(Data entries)
--

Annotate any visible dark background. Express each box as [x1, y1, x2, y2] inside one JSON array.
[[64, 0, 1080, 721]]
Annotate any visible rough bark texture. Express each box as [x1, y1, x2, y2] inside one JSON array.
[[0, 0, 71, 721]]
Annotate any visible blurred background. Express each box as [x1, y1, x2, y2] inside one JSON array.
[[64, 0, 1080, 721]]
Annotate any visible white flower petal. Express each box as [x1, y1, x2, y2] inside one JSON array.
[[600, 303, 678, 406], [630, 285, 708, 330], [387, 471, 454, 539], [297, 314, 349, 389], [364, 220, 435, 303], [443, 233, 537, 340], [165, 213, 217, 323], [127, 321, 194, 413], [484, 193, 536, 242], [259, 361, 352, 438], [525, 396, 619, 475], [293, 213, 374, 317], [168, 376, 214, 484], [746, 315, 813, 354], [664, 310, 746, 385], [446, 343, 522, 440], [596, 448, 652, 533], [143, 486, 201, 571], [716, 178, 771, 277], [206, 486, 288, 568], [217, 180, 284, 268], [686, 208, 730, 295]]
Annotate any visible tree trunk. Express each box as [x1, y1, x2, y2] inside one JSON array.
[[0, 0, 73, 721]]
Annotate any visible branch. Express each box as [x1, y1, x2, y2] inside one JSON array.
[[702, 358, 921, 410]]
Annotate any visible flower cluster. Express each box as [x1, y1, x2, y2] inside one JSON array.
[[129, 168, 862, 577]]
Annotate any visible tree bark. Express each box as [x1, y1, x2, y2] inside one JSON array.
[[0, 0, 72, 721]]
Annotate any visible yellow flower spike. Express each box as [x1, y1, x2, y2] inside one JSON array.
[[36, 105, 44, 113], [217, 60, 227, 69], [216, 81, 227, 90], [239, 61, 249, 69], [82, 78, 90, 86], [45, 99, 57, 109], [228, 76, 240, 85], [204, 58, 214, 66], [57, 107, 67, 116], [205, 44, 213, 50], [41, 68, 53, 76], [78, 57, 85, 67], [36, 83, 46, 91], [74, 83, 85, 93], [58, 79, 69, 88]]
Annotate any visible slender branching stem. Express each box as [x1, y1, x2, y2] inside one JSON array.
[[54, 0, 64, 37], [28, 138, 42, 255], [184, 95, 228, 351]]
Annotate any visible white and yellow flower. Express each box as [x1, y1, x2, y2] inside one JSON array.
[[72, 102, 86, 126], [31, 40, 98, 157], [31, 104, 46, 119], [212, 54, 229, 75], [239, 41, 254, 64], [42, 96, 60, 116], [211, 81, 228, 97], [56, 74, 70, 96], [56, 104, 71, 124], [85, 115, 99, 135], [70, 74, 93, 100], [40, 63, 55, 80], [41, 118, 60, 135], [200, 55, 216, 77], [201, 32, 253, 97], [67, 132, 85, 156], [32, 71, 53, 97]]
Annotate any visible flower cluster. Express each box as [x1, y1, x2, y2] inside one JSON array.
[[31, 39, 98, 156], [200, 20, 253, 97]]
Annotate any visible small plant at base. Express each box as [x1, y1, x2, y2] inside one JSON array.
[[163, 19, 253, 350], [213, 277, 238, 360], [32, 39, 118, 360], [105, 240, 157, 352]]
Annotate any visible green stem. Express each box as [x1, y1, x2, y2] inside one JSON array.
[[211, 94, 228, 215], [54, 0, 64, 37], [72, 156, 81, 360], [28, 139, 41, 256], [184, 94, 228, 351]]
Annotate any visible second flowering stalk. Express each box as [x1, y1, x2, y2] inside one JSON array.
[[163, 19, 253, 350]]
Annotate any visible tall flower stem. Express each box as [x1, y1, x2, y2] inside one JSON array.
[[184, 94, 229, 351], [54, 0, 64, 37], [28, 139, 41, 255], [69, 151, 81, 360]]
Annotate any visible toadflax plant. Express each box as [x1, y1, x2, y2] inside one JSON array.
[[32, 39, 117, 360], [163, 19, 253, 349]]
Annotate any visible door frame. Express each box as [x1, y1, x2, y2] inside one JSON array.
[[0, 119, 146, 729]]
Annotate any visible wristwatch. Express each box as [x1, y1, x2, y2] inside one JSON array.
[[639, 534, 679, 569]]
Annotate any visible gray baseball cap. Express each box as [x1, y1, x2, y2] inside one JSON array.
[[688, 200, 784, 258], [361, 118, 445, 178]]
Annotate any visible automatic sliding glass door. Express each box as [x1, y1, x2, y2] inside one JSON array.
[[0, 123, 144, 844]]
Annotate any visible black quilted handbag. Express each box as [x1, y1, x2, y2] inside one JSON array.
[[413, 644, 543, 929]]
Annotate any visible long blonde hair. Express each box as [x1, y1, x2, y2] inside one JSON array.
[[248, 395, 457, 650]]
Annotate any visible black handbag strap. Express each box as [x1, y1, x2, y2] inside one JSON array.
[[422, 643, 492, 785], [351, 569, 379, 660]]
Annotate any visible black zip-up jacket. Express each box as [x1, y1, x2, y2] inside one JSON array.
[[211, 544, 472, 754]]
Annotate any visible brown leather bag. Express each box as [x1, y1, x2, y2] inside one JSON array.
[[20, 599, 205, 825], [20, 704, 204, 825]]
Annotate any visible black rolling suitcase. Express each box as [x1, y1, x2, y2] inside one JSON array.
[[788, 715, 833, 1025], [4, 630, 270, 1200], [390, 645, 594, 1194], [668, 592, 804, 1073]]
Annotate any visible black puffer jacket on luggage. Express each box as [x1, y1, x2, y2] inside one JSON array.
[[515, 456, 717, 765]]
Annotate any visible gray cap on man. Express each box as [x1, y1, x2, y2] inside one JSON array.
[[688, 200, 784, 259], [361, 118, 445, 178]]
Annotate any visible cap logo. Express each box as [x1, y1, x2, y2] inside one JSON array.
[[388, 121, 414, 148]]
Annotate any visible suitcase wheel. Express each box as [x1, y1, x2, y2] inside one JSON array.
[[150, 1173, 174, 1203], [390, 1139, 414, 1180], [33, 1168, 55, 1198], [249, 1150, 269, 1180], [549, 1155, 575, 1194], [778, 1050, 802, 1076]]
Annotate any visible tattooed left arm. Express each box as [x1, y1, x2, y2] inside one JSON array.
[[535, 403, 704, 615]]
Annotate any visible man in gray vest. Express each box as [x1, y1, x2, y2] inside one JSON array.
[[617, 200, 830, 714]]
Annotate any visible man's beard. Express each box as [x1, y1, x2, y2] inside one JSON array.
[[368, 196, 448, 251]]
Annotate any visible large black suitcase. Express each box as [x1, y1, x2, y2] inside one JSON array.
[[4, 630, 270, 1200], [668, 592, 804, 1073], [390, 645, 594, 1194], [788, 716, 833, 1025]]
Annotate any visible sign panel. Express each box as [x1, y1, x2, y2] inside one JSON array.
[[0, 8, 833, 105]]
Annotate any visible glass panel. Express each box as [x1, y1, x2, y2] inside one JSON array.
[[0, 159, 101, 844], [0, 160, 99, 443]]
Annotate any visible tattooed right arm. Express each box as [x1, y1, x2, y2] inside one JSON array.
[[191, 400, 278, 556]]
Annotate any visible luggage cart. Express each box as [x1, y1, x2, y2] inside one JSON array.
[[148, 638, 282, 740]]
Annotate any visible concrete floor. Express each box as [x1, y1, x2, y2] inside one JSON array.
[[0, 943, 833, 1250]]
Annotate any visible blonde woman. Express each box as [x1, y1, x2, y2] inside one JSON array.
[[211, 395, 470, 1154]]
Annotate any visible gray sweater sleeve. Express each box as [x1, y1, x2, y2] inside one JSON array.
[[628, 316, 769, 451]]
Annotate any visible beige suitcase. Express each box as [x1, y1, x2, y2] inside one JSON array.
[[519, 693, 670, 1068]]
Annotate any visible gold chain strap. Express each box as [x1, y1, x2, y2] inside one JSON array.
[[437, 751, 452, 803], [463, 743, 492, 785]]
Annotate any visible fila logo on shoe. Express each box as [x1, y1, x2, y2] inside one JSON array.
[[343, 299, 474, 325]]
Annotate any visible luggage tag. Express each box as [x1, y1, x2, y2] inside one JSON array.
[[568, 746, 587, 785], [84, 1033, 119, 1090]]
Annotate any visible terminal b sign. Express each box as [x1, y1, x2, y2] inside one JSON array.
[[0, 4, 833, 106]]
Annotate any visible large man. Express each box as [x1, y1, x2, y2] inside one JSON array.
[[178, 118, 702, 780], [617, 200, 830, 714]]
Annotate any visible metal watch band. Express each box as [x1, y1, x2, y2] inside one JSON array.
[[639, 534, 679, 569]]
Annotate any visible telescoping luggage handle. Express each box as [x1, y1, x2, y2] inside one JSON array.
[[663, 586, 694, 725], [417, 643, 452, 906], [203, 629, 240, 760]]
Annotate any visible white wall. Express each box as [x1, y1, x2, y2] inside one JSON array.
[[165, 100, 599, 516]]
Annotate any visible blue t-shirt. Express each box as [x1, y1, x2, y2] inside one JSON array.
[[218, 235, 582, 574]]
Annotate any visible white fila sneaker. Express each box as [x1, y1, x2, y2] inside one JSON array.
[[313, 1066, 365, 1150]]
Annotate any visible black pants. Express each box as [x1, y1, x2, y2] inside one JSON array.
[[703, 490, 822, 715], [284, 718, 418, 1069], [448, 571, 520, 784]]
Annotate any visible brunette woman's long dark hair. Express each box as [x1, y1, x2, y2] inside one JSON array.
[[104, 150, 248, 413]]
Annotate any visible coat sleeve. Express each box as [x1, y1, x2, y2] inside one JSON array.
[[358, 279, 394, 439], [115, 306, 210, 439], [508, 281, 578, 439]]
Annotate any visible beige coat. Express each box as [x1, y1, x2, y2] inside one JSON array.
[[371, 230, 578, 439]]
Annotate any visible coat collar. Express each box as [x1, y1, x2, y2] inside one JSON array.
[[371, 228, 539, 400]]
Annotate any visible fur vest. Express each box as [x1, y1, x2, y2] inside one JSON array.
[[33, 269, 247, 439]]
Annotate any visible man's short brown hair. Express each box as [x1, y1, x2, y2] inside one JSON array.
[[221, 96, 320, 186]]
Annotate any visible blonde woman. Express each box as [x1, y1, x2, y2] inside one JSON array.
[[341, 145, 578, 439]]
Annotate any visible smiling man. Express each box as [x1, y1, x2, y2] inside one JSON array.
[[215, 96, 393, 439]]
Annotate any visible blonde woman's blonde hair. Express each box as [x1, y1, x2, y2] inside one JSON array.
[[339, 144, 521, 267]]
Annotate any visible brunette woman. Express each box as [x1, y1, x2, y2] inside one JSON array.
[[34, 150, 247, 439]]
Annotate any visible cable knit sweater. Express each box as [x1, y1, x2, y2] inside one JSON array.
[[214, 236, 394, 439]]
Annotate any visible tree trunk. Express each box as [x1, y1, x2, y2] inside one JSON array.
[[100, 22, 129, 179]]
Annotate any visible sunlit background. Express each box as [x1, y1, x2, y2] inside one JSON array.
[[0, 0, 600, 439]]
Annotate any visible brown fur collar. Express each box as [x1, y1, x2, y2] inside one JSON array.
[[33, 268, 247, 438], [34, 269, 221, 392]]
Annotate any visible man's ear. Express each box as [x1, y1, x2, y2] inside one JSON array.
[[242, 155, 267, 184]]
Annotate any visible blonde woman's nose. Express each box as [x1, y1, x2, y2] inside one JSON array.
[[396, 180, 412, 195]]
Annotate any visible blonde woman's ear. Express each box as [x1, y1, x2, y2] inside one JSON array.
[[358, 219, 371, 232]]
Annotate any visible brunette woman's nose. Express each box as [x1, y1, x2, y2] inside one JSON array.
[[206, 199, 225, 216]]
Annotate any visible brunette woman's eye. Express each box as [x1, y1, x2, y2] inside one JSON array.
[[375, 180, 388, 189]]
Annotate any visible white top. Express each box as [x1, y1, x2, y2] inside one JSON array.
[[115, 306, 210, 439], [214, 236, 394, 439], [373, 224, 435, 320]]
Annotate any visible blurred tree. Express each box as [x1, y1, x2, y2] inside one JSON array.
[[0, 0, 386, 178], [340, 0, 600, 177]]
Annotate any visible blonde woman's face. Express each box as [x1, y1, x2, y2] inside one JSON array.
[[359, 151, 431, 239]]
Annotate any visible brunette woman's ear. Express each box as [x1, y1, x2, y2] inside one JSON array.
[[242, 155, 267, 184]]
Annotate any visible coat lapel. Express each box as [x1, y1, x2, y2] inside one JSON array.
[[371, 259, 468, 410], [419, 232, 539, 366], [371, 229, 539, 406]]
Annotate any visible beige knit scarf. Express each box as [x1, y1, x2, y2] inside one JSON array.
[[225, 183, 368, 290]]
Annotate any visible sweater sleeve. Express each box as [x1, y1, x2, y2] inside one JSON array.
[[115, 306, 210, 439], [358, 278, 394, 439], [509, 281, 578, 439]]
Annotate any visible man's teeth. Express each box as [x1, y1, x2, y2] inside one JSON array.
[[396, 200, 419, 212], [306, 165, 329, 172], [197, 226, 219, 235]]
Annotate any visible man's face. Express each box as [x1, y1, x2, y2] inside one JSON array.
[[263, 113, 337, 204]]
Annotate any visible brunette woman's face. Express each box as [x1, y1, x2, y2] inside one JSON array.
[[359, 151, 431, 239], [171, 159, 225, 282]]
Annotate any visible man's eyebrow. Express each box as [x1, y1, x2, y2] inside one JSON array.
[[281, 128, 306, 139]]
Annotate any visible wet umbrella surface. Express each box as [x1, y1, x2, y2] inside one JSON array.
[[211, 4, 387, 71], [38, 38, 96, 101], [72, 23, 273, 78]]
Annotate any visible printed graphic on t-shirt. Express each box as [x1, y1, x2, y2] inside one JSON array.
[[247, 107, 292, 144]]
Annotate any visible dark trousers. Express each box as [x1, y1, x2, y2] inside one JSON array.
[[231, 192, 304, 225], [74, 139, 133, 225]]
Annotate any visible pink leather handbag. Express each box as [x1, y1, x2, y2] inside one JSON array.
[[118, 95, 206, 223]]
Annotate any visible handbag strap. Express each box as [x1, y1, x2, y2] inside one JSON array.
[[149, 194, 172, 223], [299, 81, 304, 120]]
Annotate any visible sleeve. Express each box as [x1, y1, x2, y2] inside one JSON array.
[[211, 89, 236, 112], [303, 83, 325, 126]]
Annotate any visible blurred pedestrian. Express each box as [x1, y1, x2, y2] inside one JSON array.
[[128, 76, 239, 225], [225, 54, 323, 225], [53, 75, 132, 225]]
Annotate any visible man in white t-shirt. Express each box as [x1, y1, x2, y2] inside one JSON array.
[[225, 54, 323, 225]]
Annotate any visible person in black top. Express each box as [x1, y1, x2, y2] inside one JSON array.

--

_Task_: Copy out the data entries word for word, starting with the line that contains "Annotate any visible gold" and going on through the line that contains "[[178, 118, 702, 780], [617, 200, 830, 714]]".

_Complete answer_:
Annotate any visible gold chain strap. Express each box as [x1, y1, x2, y2] inside one JSON array.
[[437, 751, 452, 803], [463, 743, 492, 785]]
Annotate any visible fila logo on shoe. Express each box as [x1, y1, x2, y2] inside one JSON array.
[[343, 299, 474, 325]]
Annotate any visible luggage tag. Express each box as [x1, y1, x2, y2] inside one JSON array.
[[568, 746, 587, 785], [84, 1033, 119, 1090]]
Annotate any visible terminal b sign. Express each box as [x1, y1, x2, y2] inside one JSON array.
[[0, 4, 833, 106]]
Annotate any visible large man. Express each box as [x1, y1, x2, y2] inside one JSON array.
[[178, 118, 702, 780], [617, 200, 830, 714]]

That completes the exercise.